#### DATA PROVIDED
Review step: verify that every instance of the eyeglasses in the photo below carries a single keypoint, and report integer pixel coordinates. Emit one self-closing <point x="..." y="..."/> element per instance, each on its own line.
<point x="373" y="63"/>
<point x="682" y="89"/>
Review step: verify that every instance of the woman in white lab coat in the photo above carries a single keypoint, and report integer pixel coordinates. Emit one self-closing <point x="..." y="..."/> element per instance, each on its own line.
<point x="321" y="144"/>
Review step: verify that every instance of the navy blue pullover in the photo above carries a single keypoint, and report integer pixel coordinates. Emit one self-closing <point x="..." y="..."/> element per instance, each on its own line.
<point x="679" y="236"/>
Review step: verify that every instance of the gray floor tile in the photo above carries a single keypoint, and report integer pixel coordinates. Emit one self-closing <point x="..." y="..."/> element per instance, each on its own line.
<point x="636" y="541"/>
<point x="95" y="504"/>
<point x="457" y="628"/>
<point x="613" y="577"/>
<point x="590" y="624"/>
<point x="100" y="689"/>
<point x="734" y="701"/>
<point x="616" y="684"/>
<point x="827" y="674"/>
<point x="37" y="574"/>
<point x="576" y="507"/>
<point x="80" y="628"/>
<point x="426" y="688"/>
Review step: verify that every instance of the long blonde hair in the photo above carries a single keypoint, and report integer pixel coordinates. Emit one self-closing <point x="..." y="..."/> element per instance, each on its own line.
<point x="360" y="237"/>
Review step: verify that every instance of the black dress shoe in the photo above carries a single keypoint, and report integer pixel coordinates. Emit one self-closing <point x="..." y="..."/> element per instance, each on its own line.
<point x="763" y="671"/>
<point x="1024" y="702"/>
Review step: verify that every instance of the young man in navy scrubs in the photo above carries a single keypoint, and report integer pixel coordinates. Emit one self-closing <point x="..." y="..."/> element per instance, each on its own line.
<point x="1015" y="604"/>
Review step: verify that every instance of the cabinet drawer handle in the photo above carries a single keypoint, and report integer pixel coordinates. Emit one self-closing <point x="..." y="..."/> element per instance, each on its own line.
########
WHAT NEEDS TO BE DONE
Every record above must be duplicated exactly.

FINAL RESULT
Review step: verify that every instance of the eyeglasses in the photo below carries a single keypoint, and report integer pixel coordinates. Emit one self-closing <point x="..." y="..."/> element per instance, each on its own line.
<point x="373" y="63"/>
<point x="682" y="89"/>
Review step: verify that every instance of the woman in white lab coat in the photo above carries a single keypoint, and report integer pixel coordinates. Emit one self-closing <point x="..." y="..."/> element per instance, each on its own line.
<point x="321" y="144"/>
Review step: verify that every instance of the navy blue pullover in the photo above carries a single keypoint, and report integer pixel coordinates. Emit one self-closing <point x="..." y="..."/> element per instance, each on its own line.
<point x="679" y="236"/>
Review step: verify that every instance of the gray floor tile in the photo above carries a single keypoint, and report integer pixel coordinates. Emit one self-closing <point x="..." y="..."/> element per instance, each on its own line.
<point x="636" y="541"/>
<point x="95" y="504"/>
<point x="457" y="628"/>
<point x="613" y="577"/>
<point x="590" y="624"/>
<point x="100" y="689"/>
<point x="734" y="701"/>
<point x="616" y="684"/>
<point x="827" y="674"/>
<point x="37" y="574"/>
<point x="576" y="507"/>
<point x="80" y="628"/>
<point x="426" y="688"/>
Review step: verify that every instance of the long blonde hair in the photo above carries a single keypoint, and report integer pixel coordinates. Emit one self-closing <point x="..." y="..."/> element per instance, each on its own line.
<point x="360" y="237"/>
Review step: verify that every instance of the black dress shoe in the photo above carries a single keypoint, and report integer pixel coordinates. Emit one self-closing <point x="..." y="..."/> element per instance, each on its own line.
<point x="763" y="671"/>
<point x="1024" y="702"/>
Review step: verify that every instance of the young man in navy scrubs in the photo above carries a single keypoint, and report integer pixel coordinates. Emit one self-closing <point x="..." y="..."/> element per instance, each on its own line.
<point x="1015" y="604"/>
Review step: verify that every instance of the cabinet drawer handle in the photo above carries a single keypoint, and report integer pixel coordinates. Emit one self-closing <point x="..." y="..."/> element per instance, each on its own line.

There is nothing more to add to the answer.